--- begin MATERIAL FOR THIS TASK ---

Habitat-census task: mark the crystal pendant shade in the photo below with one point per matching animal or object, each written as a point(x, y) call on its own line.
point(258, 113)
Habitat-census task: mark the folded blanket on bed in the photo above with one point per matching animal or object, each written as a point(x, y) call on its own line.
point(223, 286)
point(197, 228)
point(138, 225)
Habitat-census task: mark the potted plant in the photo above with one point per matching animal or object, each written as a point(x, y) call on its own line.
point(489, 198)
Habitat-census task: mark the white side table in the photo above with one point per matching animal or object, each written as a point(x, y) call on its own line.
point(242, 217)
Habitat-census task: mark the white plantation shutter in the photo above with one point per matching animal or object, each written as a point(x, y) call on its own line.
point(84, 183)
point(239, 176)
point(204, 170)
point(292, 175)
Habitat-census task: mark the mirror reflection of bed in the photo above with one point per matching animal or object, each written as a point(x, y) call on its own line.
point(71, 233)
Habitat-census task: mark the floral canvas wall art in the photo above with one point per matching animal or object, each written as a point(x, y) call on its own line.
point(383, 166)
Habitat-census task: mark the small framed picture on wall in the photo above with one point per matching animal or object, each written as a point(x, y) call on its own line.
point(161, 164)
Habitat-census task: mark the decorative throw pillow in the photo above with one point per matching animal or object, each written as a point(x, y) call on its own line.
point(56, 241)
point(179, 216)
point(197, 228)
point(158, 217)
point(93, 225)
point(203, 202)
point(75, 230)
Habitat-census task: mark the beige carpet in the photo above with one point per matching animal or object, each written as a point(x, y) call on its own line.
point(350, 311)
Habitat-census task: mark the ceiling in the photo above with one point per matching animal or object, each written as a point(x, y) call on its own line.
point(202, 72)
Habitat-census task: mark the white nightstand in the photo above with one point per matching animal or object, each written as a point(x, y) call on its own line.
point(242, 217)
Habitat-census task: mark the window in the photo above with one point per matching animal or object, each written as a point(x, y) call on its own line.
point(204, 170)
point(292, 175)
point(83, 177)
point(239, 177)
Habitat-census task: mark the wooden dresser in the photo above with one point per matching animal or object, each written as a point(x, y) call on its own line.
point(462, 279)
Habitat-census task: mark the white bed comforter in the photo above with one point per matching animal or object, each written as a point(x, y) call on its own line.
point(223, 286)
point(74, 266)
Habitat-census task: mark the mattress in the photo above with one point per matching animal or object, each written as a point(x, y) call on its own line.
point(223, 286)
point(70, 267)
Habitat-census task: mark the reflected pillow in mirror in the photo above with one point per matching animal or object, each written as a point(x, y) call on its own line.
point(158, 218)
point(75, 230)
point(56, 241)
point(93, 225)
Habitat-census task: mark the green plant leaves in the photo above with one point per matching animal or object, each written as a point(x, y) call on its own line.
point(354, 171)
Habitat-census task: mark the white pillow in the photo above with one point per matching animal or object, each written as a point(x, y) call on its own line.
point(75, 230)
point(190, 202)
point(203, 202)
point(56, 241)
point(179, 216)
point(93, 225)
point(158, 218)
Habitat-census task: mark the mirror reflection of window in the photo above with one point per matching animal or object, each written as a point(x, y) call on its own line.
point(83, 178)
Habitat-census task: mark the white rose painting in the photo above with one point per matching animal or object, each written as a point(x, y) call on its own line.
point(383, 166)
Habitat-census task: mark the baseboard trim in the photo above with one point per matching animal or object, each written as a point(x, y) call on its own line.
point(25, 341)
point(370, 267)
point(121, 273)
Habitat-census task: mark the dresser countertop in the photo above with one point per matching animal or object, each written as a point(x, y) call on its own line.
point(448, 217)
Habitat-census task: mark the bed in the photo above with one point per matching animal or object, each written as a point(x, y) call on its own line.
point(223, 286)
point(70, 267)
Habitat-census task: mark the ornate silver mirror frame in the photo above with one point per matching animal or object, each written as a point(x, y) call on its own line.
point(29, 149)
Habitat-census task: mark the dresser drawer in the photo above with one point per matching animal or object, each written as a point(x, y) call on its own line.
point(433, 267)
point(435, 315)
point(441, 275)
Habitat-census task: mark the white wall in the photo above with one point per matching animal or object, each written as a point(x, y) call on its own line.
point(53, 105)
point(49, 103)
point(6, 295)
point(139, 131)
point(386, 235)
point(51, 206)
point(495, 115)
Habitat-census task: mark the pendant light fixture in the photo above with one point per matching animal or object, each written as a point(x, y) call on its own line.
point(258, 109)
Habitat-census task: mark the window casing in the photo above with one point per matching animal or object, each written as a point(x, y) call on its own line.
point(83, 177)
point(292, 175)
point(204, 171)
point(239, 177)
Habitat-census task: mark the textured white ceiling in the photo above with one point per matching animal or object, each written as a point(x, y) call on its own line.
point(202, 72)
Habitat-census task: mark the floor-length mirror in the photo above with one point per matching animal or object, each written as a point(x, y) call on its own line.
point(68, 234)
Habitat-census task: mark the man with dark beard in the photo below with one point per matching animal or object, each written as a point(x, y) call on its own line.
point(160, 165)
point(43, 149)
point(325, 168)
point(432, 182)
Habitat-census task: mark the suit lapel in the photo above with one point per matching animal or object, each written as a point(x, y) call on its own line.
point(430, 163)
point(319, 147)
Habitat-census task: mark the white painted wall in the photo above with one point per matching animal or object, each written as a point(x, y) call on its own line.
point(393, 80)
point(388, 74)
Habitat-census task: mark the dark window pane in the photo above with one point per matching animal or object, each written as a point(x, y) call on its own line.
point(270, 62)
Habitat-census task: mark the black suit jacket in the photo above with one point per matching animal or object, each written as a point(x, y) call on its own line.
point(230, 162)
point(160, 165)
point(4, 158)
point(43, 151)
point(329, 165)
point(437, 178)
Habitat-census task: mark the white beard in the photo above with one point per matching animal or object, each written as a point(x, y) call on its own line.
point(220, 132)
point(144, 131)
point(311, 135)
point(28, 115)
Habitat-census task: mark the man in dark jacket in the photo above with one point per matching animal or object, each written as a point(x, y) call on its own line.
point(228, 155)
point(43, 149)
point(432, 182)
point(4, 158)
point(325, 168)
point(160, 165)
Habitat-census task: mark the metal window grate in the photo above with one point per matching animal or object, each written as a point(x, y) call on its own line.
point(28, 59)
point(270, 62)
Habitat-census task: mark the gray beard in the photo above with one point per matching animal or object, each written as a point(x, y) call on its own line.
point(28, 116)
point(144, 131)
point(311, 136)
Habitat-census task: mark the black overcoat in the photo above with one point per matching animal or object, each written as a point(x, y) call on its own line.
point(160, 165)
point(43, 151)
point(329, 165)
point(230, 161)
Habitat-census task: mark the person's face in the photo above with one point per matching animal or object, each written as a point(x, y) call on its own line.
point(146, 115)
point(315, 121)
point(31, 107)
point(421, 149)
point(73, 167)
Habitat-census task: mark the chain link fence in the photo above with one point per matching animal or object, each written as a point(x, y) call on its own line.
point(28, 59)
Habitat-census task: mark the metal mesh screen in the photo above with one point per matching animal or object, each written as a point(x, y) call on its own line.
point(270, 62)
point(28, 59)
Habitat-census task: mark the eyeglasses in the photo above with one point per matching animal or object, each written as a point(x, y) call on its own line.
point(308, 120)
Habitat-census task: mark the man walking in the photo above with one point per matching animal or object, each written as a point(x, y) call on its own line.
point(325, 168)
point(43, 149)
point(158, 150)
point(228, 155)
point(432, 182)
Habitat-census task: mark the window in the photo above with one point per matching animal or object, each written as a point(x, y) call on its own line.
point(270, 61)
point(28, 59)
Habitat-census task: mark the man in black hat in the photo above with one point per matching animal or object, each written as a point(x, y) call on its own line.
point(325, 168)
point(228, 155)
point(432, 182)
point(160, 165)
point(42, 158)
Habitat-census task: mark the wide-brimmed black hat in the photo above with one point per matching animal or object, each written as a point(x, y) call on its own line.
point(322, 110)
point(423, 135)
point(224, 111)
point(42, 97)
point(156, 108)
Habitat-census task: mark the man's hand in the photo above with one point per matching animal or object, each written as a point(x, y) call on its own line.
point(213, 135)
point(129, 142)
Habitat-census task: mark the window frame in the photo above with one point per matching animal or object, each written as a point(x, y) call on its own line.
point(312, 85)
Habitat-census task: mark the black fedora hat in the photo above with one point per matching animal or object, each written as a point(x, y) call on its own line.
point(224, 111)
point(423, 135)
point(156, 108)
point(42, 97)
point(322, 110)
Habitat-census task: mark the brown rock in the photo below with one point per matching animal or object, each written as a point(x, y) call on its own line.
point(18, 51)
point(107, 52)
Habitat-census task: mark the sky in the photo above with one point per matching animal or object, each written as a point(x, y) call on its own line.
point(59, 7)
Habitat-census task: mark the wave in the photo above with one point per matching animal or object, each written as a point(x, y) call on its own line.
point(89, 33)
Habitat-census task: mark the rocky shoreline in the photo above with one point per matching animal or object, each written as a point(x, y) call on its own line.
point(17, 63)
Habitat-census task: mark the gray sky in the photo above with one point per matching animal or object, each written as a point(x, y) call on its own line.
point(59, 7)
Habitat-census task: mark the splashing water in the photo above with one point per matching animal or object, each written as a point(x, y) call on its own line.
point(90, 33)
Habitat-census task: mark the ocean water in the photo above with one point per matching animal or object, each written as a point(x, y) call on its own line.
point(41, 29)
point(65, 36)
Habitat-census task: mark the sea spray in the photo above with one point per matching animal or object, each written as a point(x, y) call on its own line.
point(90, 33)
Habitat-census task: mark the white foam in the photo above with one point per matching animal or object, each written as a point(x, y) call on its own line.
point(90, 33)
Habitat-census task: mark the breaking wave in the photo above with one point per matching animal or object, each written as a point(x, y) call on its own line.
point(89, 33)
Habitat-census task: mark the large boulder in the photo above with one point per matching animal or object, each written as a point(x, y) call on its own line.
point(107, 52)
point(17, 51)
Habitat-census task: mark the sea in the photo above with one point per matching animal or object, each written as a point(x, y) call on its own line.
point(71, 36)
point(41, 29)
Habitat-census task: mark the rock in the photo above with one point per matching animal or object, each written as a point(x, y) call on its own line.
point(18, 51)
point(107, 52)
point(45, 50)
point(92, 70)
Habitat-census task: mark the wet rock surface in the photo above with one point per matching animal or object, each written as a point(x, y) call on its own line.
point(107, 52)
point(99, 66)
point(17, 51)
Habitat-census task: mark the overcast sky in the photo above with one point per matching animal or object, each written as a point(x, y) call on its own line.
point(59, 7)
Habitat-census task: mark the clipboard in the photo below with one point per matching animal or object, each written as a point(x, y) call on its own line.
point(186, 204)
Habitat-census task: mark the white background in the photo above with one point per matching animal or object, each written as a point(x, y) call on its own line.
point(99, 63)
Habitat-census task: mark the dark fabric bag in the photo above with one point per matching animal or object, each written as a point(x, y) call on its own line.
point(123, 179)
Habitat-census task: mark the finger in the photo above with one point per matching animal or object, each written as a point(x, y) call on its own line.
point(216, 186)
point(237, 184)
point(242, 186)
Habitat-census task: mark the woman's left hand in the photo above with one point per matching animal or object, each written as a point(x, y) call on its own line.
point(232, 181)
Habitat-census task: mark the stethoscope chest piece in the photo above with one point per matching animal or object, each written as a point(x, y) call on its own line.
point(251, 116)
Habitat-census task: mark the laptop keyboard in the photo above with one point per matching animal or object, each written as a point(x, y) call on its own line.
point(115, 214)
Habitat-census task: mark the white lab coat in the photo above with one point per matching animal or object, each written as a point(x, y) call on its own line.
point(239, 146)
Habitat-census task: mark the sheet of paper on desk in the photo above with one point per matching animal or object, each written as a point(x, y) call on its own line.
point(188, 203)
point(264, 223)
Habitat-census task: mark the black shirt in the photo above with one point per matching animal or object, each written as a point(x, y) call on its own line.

--- end MATERIAL FOR THIS TASK ---

TASK BRIEF: Print the line containing "Habitat-census task: mark the woman's" and every line after it to the end of the records above, exactly as written, and nothing else.

ANSWER TO THIS EXERCISE:
Habitat-census task: mark the woman's left hand in the photo above with one point per matching animal or object, each written as a point(x, y) call on its own line.
point(232, 181)
Habitat-census task: mark the stethoscope chest piece in the photo above with one point per matching animal or object, each written as a point(x, y) call on its own line.
point(251, 116)
Habitat-census task: mark the laptop keyboard in the photo above with one point per matching animal or object, each written as a point(x, y) call on its own line.
point(115, 214)
Habitat-census task: mark the white lab coat in the photo above with one point per matching animal or object, each written as a point(x, y) call on its own line.
point(239, 146)
Habitat-census task: mark the sheet of paper on desk in the photo above with one point per matching animal or object, each written as a point(x, y) call on its own line.
point(188, 203)
point(264, 223)
Habitat-census task: mark the black shirt in the photo above with one point per matching animal or object, each written as a point(x, y) call on its own line.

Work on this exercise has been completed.